▸ **Tekst do czytania**
* * *

Na co choruje Adrian ze „Ślubu od pierwszego wejrzenia”?
Anita Szydłowska to uczestniczka 3. edycji programu „Ślub od pierwszego wejrzenia”. Przed kamerami poznała Adriana Szymaniaka, z którym wzięła ślub zaledwie po kilku minutach znajomości. Czas pokazał, że eksperyment ten się udał, a Anita i Adrian stworzyli ciepły i rodzinny dom dla swoich dzieci: Jerzyka oraz Bianki. Szczęście przerwała brutalna diagnoza. W lipcu mężczyzna trafił do szpitala po tym, jak nagle źle się poczuł. Po szerokiej diagnostyce para usłyszała, że to glejak IV stopnia. Szymaniak i Szydłowska postanowili podzielić się z innymi swoją historią. Rozpoczęli również poszukiwania dostępnych metod leczenia. Niedawno Adrian, który był po pierwszej operacji wycięcia guza, miał rozpocząć radio i chemioterapię. Niestety okazało się, że doszło do wznowy. Potrzebny był kolejny zabieg.
W niedzielnym wydaniu „Dzień dobry TVN” Anita Szydłowska opowiedziała, jak obecnie wygląda życie pary w cieniu choroby. Wspomniała również o uruchomionej zbiórce pieniędzy na dalsze leczenie.
Anita i Adrian ze „Ślubu od pierwszego wejrzenia” o chorobie i zbiórce na leczenie
Opowiadając o chorobie męża, Anita z trudem powstrzymywała płacz. W pewnym momencie jednak emocje stały się na tyle silne, że na jej policzkach pojawiły się łzy. Natychmiast zareagowała Małgorzata Tomaszewska. Prowadząca „DDTVN” znalazła się obok Anity, mocno ją przytulając.
„Mieliśmy tu być razem. Natomiast w momencie, kiedy miał się rozpocząć kolejny etap leczenia, czyli radio- i chemioterapia dostaliśmy wyniki rezonansu, które wskazały, że ta choroba odrodziła się w ciągu siedmiu tygodni od pierwszej operacji. Guz urósł jeszcze bardziej, dlatego była potrzebna szybka interwencja neurochirurgiczna. Dzięki Państwu trafiliśmy do najlepszego ośrodka, czyli do Bydgoszczy, gdzie właśnie teraz jest mój mąż” – relacjonowała uczestniczka „Ślubu…”.

* * *

▸ **Zadanie do wykonania**
Kontynuuj tekst o chorobie Adriana ze „Ślubu od pierwszego wejrzenia”, zaczynając zaraz po jego ostatnim zdaniu.

▸ **Sekcja danych**
* * *

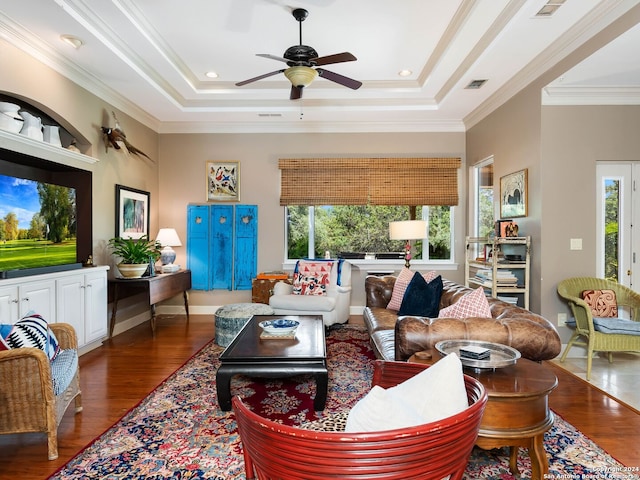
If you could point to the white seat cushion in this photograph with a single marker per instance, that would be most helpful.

* * *

▸ **Wynik ćwiczenia**
W dalszych słowach Anita podkreśliła, że razem z Adrianem mają plan dalszego działania. Potrzebują jednak finansowego wsparcia:
„Rezonans jest czysty, co oznacza, że guz został w całości wycięty. Teraz czeka nas szybkie dalsze działanie, bo ta choroba jest bardzo podstępna. Ona się bardzo szybko rozwija. To jest najbardziej agresywna forma nowotworu mózgu i nie możemy dopuścić do tego, żeby po raz kolejny się to pojawiło.”
Rodzina Adriana i Anity znalazła się w bardzo trudnym położeniu. Na chwilę przed pojawieniem się pierwszych objawów choroby mężczyzna stracił pracę. Obecnie to na Szydłowskiej spoczywa ciężar codziennych obowiązków.
(…) Żeby rozpocząć terapię, potrzebujemy 240 tys. zł, a potem co miesiąc aż 120 tys. zł. Nie jesteśmy w stanie udźwignąć takich kosztów. Adrian stracił pracę tuż przed diagnozą, a ja zajmuję się dziećmi i staram się organizować pomoc (…).
Szczegóły dotyczące planu leczenia para opisała na stronie uruchomionej zbiórki opiewającej na zawrotną kwotę: mowa o trzech milionach złotych.
Bardzo prosimy, napiszcie z nami dobre zakończenie tej historii, która powstawała na Waszych oczach, suma jest zawrotna i nie damy jej rady udźwignąć. Wierzymy m, że dobro wraca i zjednoczymy się w tym momencie. Dziękujemy Wam z całego serca. Link podamy na naszym stories i bio – napisała w najnowszym poście na Instagramie Anita.